** Begin Document excerpt **
What we need to know for the 2.2.x branch is basically this:


Developers (committers or not):

[Y] I am willing to help resolve security issues in the 2.2.x branch.
[Y] I am willing to help address non-security issues in the 2.2.x
branch.

PMC members:

[  ] I am willing to test and vote on proposed 2.2.x releases.






Re: 2.2 and 2.4 and 2.6/3.0

2015-05-27 Thread Jeff Trawick
On Wed, May 27, 2015 at 8:54 AM, Jim Jagielski j...@jagunet.com wrote:

 Anyone else think it's time to EOL 2.2 and focus
 on 2.4 and the next gen? My thoughts are that http/2
 and mod_h2 will drive the trunk design efforts and so
 it would be nice to focus energy on 2.4 and later...


People here focus their energy on whatever they want.  It takes a small
number of people to keep a stable branch going (technically 3, but in
practice a slightly higher number).  Instead of the group choosing EOL or
only-security-fixes-of-some-minimal-severity or something else for a stable
branch based on what many people think is interesting to them for whatever
reason, I think that the project should limit its concern to ensuring that
the community understands the state of the branch and that it is EOL-ed
when a sufficient number of people don't care.
** End Document excerpt **
** Begin Record extracts **
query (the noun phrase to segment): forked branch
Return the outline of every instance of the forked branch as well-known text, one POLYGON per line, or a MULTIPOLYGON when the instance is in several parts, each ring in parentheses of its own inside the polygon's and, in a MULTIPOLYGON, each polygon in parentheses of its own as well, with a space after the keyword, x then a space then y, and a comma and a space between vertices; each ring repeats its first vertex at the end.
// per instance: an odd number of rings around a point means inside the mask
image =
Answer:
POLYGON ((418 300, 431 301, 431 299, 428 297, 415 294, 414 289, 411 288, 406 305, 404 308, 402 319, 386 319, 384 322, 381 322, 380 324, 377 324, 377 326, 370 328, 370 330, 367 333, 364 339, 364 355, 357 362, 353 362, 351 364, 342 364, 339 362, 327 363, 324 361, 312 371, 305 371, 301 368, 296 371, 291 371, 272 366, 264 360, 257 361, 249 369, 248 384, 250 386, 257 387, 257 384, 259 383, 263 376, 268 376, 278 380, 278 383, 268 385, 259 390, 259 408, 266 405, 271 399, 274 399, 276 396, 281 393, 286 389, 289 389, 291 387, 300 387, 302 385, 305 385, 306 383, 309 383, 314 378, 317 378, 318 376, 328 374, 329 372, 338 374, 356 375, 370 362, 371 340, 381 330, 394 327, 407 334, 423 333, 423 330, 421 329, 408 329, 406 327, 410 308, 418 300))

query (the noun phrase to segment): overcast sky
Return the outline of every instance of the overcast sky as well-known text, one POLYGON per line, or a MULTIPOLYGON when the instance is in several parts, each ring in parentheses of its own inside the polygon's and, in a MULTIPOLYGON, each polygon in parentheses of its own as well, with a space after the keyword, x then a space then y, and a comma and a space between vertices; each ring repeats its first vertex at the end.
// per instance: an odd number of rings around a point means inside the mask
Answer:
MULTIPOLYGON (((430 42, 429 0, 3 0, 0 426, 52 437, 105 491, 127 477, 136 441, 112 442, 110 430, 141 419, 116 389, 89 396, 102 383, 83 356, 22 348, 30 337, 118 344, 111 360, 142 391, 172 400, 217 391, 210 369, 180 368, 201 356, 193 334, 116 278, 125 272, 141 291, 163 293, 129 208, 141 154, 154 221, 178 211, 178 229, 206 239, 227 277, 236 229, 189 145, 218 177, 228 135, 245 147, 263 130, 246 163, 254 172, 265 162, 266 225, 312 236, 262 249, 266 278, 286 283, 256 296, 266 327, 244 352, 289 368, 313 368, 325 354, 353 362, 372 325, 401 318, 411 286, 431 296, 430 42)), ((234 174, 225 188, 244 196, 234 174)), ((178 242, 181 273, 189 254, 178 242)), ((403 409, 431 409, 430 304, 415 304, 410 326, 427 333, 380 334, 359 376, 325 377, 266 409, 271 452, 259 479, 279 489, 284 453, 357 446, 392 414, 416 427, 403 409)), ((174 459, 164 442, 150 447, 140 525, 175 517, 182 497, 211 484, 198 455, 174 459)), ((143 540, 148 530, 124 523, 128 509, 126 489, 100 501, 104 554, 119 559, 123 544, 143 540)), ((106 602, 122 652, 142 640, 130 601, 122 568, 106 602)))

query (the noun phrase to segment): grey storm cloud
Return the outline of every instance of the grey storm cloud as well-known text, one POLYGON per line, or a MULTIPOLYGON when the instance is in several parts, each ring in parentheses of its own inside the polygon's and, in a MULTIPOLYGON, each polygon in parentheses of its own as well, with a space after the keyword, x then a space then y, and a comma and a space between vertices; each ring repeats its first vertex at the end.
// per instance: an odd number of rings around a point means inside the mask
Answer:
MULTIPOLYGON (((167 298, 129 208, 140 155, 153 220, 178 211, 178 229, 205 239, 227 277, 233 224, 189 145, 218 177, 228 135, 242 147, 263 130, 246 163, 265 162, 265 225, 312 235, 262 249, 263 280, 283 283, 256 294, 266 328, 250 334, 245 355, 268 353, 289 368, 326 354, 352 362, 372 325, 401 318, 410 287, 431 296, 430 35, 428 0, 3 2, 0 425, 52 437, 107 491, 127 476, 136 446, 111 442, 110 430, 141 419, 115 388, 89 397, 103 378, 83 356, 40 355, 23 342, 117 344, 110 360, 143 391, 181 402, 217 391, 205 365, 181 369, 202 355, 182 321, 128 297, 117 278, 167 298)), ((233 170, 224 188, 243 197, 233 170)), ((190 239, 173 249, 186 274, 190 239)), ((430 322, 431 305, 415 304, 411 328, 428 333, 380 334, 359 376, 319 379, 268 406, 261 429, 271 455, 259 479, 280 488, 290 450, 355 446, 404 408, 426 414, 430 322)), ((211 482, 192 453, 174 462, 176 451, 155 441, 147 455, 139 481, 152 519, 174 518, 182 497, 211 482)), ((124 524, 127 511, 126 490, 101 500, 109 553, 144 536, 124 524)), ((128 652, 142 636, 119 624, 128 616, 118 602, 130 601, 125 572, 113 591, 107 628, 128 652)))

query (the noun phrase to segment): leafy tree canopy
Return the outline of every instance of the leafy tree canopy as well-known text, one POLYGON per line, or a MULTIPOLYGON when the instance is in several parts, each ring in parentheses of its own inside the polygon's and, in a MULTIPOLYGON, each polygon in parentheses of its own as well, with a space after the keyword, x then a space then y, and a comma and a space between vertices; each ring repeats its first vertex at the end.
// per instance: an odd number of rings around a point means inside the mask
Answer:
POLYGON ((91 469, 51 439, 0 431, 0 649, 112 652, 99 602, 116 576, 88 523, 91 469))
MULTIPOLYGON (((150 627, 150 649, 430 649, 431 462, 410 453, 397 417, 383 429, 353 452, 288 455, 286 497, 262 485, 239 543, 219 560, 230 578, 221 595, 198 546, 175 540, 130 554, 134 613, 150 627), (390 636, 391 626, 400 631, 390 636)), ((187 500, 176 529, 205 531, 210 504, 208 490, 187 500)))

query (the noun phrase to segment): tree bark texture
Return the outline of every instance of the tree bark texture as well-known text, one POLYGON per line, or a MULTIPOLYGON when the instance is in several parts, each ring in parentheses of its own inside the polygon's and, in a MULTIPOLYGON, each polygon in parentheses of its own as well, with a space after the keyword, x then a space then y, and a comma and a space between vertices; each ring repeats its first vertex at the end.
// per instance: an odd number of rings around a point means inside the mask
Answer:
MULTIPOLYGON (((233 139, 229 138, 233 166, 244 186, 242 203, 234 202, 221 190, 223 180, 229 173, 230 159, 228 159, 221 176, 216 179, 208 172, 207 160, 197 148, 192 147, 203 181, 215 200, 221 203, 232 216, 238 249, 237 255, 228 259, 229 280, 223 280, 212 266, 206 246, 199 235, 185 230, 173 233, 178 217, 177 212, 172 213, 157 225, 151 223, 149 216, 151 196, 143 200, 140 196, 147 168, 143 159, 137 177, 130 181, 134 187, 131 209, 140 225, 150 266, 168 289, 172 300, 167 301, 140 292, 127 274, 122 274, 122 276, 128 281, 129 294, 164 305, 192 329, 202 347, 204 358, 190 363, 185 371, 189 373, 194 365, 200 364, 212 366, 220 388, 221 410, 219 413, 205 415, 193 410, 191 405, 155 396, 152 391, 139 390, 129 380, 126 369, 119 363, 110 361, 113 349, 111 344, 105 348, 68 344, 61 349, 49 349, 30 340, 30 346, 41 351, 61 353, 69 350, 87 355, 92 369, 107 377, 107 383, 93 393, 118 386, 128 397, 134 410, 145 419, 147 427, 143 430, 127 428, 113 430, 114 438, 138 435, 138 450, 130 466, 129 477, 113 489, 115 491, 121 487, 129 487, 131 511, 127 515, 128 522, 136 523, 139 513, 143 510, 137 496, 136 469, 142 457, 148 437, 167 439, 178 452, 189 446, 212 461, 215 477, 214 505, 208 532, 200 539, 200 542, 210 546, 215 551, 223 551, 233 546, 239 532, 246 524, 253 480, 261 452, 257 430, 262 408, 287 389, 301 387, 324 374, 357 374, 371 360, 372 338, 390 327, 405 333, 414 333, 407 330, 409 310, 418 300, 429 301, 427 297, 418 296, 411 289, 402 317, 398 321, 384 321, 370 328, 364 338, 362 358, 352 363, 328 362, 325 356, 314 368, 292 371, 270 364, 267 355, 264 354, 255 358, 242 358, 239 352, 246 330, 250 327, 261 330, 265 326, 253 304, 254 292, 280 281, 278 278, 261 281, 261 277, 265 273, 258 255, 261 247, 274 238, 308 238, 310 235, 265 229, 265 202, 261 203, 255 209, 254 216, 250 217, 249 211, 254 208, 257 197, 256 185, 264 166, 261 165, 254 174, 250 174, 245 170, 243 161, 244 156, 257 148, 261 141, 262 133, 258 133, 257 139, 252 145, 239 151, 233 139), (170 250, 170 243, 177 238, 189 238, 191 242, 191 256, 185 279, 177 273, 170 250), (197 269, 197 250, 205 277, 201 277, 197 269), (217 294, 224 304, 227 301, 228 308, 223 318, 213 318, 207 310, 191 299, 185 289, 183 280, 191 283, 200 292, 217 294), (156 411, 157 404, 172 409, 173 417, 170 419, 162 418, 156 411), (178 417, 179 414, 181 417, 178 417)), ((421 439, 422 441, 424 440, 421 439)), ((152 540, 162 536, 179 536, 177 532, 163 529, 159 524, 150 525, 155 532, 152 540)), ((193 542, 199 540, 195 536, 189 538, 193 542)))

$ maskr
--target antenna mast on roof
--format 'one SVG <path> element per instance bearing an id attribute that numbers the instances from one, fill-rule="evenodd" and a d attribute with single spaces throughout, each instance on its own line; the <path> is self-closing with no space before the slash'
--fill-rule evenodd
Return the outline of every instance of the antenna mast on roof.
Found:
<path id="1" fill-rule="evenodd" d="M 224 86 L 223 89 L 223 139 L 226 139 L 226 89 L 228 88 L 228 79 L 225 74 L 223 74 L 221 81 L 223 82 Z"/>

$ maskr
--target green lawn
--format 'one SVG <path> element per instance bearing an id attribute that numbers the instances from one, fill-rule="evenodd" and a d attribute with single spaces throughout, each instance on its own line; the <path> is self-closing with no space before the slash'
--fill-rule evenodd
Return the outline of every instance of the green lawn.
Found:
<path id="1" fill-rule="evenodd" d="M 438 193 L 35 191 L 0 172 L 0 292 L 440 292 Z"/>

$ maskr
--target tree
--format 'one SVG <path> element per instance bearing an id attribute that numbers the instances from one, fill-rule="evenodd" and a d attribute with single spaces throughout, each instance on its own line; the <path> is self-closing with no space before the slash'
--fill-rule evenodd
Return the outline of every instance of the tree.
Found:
** End Record extracts **
◆ **The exercise**: Continue the mailing-list discussion about ending support for the 2.2.x branch, shown above the listing, starting right after its last sentence.

◆ **Response**:
What we need to know for the 2.2.x branch is basically this:

Developers (committers or not):

[  ] I am willing to help resolve security issues in the 2.2.x branch.
[  ] I am willing to help address non-security issues in the 2.2.x branch.

PMC members:

[  ] I am willing to test and vote on proposed 2.2.x releases.

Maybe this comes up to the same answer, maybe not.

(This is not a call for vote; I'm suggesting a very different mindset
towards 2.2.x from nice to focus energy on and time to EOL 2.2 and focus
on.)

-- 
Born in Roswell... married an alien...
http://emptyhammock.com/


Re: 2.2 and 2.4 and 2.6/3.0

2015-05-27 Thread Jim Jagielski
 
 Focus your energy on anything you like.
 

Can't grok whether that's snarky or not... I'll assume not :)


Re: 2.2 and 2.4 and 2.6/3.0

2015-05-27 Thread Jim Jagielski
My point is that if we EOL 2.2 (with some definition of EOL)
then people on 2.2 (or earlier) will have some *real* incentive
to move off of 2.2 towards 2.4 (or later)...

Basically, we need something to kick people off 2.2
and get them to 2.4. By stating that 2.2 will ONLY get
security related fixes and no new features or improvements,
and that 2.2 will be EOL by 201X, that will be encouragement.
That, of course, assumes that we care one way or another
about moving people to a more up-to-date and performant
httpd, as well as whatever the future holds for httpd.

FWIW: It was this month's PMC status report which kind of
  spurred this email.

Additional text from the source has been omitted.